▸ Brano da leggere:
==================================================

Mi sento morire dentro per la grande amarezza che sento. Leggo dell’ospedale pediatrico bombardato a Mariupol, in Ucraina e di tutto il dolore che stanno patendo i civili, in particolare i bambini. Per me non è solo la drammatica cronaca di questi giorni, ma una tragedia che si ripete da anni e che è entrata profondamente nella mia vita.
Oggi ripenso a quel 27 aprile 2016 quando un bombardamento russo sull’ospedale al Quds di Aleppo uccise ventisette persone, tra medici e pazienti. Tra loro Waseem Maaz, l’ultimo pediatra, ucciso mentre cercava di salvare vite umane (foto in all.). Gli altri medici hanno cercato di salvare i neonati estraendoli dalle incubatrici e portandoli nel bunker, tra le lacrime. Avevo visitato quell’ospedale tre anni prima, restando in contatto con medici e infermieri. Per me non era più solo cronaca, è diventata una ferita aperta che continua a bruciarmi dentro. Non ne ho mai parlato così apertamente perché cerco di dividere la parte professionale, dalla parte emotiva. Non sempre ci riesco, non ora.

==================================================

▸ Informazioni estratte:
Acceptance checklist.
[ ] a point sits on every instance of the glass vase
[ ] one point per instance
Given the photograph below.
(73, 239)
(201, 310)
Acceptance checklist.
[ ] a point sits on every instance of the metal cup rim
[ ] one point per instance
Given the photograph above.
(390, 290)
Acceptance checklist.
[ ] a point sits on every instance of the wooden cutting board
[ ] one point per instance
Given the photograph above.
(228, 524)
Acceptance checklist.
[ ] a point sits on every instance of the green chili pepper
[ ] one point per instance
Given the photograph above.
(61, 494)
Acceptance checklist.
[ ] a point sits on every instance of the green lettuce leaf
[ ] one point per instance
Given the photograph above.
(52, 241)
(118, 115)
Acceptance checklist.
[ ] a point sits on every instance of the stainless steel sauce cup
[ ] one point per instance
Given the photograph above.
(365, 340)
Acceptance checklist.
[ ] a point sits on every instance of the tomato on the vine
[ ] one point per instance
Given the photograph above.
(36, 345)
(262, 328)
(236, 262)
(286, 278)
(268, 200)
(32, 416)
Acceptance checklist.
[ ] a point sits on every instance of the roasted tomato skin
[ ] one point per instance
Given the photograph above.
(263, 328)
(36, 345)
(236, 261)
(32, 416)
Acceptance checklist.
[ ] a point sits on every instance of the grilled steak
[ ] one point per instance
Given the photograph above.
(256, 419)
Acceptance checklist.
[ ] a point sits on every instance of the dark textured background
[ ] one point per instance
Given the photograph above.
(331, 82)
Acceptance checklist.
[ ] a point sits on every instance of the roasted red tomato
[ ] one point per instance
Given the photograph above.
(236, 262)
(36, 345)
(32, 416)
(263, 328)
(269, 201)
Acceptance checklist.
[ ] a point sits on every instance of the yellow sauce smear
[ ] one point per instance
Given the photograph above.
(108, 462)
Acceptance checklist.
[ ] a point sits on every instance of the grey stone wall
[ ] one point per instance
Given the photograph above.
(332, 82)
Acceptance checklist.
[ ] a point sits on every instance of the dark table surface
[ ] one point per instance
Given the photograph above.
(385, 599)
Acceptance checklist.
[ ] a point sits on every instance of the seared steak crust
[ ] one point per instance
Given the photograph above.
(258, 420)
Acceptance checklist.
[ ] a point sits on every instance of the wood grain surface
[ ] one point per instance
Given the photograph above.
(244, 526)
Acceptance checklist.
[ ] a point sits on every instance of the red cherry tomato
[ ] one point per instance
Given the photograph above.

==================================================

▸ Esercizi da svolgere:
1 - Rispondi a queste domande sul brano sugli ospedali bombardati.
(a) In quale città si trova l'ospedale pediatrico bombardato di cui si legge all'inizio?
(b) Quante persone uccise il bombardamento del 27 aprile 2016 sull'ospedale al Quds di Aleppo?
(c) Quanto tempo prima del bombardamento era stato visitato l'ospedale al Quds?
2 - Scrivi il seguito del brano sugli ospedali bombardati, riprendendo dopo l'ultima frase.
I record provengono da una fonte diversa.

▸ Soluzioni delle attività:
1 -
(a) A Mariupol, in Ucraina.
(b) Ventisette persone, tra medici e pazienti.
(c) Tre anni prima.

2 -
Vedere quanto accade in Ucraina riapre quelle ferite mai chiuse, soprattutto perché si continua a disumanizzare il diverso. Vi prego, smettete di dire e di pensare che “tanto quelli, gli Africani e gli Arabi, si ammazzano tra di loro”, non fa bene a nessuno tanta ignoranza e disumanità.